WRITTEN PROBLEM
Turn every line of the records below into a numbered list, skipping any blank lines.

* Start RECORDS FOR PROCESSING *

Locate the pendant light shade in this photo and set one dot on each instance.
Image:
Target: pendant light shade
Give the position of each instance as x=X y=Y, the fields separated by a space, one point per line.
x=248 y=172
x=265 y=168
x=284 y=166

* End RECORDS FOR PROCESSING *

SOLUTION FOR THIS PROBLEM
1. Locate the pendant light shade in this photo and set one dot on each instance.
2. Image:
3. Target: pendant light shade
4. Give the position of each instance as x=X y=Y, the fields separated by a space, one point per line.
5. x=248 y=172
6. x=265 y=168
7. x=284 y=166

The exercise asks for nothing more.